Texte source ▸
===

Romain rend hommage à l’oncle de sa grand-mère maternelle.
On a tous, plus ou moins dans nos familles un ancêtre qui fut acteur de son époque. La Seconde Guerre Mondiale comme d’autres évènements d’importance a donné son lot de héros souvent discrets, de ceux dont le nom n’est pas inscrit en lettres d’or sur des monuments, pas même cités dans les livres d’Histoire. Leur souvenir peu à peu s’efface, au fil du temps, si le flambeau de la mémoire n’est pas repris par leurs descendants. C’est le cas de Romain, et de sa famille qui conservent pieusement le souvenir de leur grand-oncle. Comme dans beaucoup de familles, les récits des exploits de cet ancêtre se sont transmis oralement, puis, la nécessité de coucher sur le papier les faits a vu le jour chez son frère René, plus de cinquante ans après. Quelques feuilles tapées puis classées dans un trieur sont le précieux récit d’une vie trop courte, brisée, marquée du sceau de Résistance, de la volonté farouche de sortir sa patrie des griffes de l’Occupant, mais aussi de l’emprisonnement, de la souffrance physique et morale. Un destin parmi tant d’autres en ces temps troublés de la guerre, mais un héros quand même pour une famille reconnaissante. Pas qu’un nom gravé au monument aux morts de son village : il s’appelait Jean TRONQUOY
Jean TRONQUOY (1921-1945). Eléments de biographie.
Jean René Tronquoy est né le 25 Juillet 1921 à Vauxbuin , aux portes de Soissons ; dans l’Aisne . Troisième garçon d’une famille de 7 enfants ; son père avait une entreprise de peinture en bâtiment et son grand-père maternel avait été instituteur. Avant guerre, il fit ses études à Soissons à l’Ecole Catholique St-Georges (Ecole de garçons). Sans que l’on sache la nature de ses diplômes, il est fort à parier qu’il y eut une solide formation comme en attestent ses qualités littéraires dont il sera question après. C’était un jeune homme doux et d’une grande gentillesse.
Puis, alors que Jean n’avait que 18 ans, la guerre éclata. Il n’attendit pas d’avoir 20 ans pour s’engager dans la Résistance locale, « animé par un grand amour pour sa Patrie » comme l’écrira son frère René, pour « une France forte que tout le monde aime et respecte ». Ses actions, qui, restent pour l’heure mal connues, lui valurent d’être inquiété et recherché par les autorités d’Occupation.

===

Consigne ▸ Pouvez-vous extraire mot pour mot, du texte sur Jean Tronquoy, le passage commençant par « Jean René Tronquoy » et se poursuivant jusqu'à « d’une grande gentillesse. » ?

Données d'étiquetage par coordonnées
===

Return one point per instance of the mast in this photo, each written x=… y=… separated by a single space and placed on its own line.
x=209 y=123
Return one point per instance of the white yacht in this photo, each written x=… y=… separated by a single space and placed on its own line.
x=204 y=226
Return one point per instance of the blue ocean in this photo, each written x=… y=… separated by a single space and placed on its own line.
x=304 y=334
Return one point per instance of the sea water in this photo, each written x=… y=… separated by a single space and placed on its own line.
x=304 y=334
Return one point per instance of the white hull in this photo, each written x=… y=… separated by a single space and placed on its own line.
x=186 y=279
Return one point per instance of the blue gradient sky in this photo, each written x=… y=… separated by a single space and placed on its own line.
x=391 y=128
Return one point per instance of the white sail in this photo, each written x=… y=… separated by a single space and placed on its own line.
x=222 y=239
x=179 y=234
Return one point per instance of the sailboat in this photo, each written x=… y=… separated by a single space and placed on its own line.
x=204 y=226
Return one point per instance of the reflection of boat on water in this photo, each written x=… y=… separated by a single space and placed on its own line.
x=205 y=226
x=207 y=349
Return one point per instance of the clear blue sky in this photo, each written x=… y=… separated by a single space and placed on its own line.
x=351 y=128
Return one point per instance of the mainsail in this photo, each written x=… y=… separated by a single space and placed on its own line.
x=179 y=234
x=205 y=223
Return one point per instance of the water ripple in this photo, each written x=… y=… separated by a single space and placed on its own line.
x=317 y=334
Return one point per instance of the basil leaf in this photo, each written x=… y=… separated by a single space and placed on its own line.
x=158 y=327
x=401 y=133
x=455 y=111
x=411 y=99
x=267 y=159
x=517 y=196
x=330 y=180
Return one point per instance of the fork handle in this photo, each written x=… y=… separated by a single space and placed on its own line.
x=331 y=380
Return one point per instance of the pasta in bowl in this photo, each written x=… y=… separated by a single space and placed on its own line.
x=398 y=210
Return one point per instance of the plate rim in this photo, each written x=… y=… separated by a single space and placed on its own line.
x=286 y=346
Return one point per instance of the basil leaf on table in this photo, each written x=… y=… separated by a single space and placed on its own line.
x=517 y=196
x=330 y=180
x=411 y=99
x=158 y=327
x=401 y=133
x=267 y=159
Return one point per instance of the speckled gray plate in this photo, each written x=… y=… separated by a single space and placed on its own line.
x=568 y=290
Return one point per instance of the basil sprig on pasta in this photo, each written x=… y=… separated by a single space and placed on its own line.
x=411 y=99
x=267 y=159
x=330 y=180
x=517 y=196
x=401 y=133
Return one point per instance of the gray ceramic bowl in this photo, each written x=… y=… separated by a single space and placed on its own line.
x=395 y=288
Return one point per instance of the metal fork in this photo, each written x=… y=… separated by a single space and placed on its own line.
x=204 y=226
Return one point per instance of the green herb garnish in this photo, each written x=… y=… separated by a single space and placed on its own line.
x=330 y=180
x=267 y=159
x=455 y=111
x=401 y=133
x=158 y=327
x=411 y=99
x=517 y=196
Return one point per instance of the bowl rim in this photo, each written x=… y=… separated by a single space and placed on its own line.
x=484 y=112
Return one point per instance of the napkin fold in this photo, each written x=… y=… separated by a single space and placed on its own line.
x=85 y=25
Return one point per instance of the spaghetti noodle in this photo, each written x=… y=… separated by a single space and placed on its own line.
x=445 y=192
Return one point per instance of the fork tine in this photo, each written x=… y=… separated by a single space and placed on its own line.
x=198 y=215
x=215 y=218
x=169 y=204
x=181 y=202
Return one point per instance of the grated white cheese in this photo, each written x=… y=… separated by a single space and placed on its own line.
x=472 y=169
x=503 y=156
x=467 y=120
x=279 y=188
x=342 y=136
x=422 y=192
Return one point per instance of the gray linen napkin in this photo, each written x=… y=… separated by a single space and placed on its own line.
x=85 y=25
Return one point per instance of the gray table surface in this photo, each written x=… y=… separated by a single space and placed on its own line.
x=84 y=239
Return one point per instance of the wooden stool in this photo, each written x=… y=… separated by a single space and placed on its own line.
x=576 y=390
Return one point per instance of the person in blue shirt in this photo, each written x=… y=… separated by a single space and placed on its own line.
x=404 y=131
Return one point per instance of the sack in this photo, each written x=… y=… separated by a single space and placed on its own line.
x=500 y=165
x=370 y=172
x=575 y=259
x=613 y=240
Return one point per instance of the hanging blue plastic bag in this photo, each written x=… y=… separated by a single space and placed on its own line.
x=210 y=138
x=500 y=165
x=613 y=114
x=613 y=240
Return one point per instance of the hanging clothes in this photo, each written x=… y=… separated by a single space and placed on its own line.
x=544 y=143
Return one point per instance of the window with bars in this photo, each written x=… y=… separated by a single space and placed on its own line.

===

Réponse ▸
Jean René Tronquoy est né le 25 Juillet 1921 à Vauxbuin , aux portes de Soissons ; dans l’Aisne . Troisième garçon d’une famille de 7 enfants ; son père avait une entreprise de peinture en bâtiment et son grand-père maternel avait été instituteur. Avant guerre, il fit ses études à Soissons à l’Ecole Catholique St-Georges (Ecole de garçons). Sans que l’on sache la nature de ses diplômes, il est fort à parier qu’il y eut une solide formation comme en attestent ses qualités littéraires dont il sera question après. C’était un jeune homme doux et d’une grande gentillesse.